▶ **Written problem**: Reproduce the stretch from the start of the items through the line containing "[[145, 291], [155, 324]]", copying each line verbatim.
─── Items
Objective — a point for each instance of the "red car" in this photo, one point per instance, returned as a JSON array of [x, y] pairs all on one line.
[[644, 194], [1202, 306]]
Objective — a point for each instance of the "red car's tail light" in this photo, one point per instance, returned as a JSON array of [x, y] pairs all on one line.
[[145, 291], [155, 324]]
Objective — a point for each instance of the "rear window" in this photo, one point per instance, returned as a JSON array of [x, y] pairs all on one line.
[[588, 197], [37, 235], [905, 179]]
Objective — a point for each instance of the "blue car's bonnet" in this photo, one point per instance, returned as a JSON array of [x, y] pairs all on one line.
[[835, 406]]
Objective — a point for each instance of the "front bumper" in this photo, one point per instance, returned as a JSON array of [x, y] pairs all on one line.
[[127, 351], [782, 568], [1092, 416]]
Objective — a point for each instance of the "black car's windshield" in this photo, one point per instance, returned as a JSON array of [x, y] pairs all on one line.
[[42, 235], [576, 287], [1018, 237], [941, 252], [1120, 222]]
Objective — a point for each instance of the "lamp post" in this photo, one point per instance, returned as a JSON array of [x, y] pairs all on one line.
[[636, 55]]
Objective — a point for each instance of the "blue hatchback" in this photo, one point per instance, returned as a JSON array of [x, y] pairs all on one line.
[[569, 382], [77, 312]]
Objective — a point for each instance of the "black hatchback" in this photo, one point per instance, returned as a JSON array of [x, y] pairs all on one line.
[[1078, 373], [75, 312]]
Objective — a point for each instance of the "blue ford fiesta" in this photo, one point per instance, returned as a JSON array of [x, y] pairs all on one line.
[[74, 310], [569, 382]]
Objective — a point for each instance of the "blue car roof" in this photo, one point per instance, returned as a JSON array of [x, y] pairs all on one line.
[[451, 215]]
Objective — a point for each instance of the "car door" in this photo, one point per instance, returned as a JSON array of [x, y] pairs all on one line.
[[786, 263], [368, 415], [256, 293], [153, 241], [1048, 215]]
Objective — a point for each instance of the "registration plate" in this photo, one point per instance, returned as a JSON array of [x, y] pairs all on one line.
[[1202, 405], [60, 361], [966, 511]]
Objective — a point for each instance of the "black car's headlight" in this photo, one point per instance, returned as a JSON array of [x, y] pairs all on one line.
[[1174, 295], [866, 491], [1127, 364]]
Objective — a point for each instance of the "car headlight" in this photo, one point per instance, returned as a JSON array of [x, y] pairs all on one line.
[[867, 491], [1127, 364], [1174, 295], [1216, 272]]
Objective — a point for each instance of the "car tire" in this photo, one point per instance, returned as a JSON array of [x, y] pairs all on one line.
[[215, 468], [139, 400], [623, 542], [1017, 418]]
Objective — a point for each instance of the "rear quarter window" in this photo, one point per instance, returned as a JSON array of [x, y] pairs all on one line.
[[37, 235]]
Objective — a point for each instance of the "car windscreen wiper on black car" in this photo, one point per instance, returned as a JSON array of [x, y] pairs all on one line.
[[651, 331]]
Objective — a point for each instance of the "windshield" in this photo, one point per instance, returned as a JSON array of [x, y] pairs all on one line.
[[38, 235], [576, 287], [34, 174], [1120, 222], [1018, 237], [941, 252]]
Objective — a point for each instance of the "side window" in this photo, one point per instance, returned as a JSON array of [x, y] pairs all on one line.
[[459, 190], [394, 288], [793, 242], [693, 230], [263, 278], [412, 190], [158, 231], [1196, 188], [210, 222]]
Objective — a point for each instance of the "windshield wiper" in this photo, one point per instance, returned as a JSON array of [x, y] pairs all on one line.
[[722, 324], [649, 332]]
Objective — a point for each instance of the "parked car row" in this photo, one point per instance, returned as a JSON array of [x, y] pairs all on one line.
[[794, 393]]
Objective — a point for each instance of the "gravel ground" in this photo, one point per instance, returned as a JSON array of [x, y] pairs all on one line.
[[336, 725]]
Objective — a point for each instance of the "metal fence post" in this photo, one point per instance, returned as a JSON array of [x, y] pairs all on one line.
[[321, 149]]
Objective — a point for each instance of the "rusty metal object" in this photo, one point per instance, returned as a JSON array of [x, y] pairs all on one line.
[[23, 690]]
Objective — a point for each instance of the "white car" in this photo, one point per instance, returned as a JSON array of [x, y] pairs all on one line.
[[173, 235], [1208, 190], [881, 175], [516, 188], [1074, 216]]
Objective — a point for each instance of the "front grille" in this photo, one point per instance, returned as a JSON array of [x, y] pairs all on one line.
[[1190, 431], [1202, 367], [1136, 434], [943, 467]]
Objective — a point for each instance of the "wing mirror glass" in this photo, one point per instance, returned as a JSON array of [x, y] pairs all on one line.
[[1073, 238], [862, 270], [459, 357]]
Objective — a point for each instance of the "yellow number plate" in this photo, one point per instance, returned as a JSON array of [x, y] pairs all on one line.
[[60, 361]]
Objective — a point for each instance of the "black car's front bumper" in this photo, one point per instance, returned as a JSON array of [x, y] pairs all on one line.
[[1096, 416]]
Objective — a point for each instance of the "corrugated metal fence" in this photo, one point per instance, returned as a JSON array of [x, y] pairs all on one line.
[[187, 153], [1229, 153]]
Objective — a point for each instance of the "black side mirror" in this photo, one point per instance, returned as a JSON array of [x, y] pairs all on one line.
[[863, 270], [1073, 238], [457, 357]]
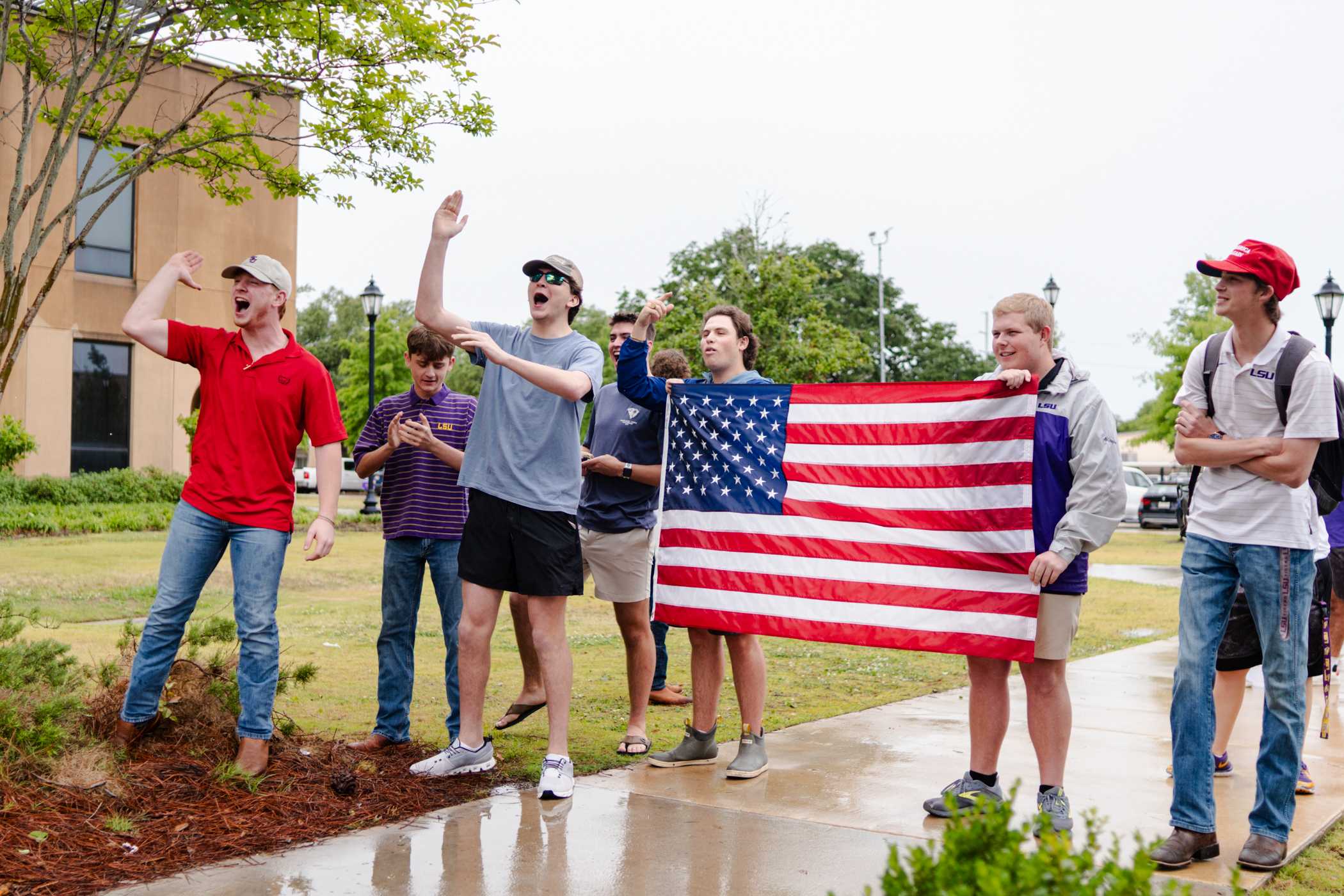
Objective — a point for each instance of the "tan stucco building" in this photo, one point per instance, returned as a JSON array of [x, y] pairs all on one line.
[[86, 392]]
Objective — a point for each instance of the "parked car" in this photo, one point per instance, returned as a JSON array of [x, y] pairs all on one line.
[[1136, 483], [1163, 506], [305, 479]]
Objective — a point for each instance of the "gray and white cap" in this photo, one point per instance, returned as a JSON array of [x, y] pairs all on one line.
[[265, 269]]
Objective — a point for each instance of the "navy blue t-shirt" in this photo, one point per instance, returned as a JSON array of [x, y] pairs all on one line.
[[634, 435]]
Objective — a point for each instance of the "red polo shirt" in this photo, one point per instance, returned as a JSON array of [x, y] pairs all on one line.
[[252, 417]]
──────
▶ **Task result**:
Objective — a point for each instance of the "red car" in this photo, one point per instance, returned as a JSON array of [x, y] pairs all on one line.
[[644, 194], [1202, 306]]
Objective — a point for each instance of the "red car's tail light" in this photo, one point per instance, returned as a JSON array of [x, y] pairs all on one line.
[[145, 291], [155, 324]]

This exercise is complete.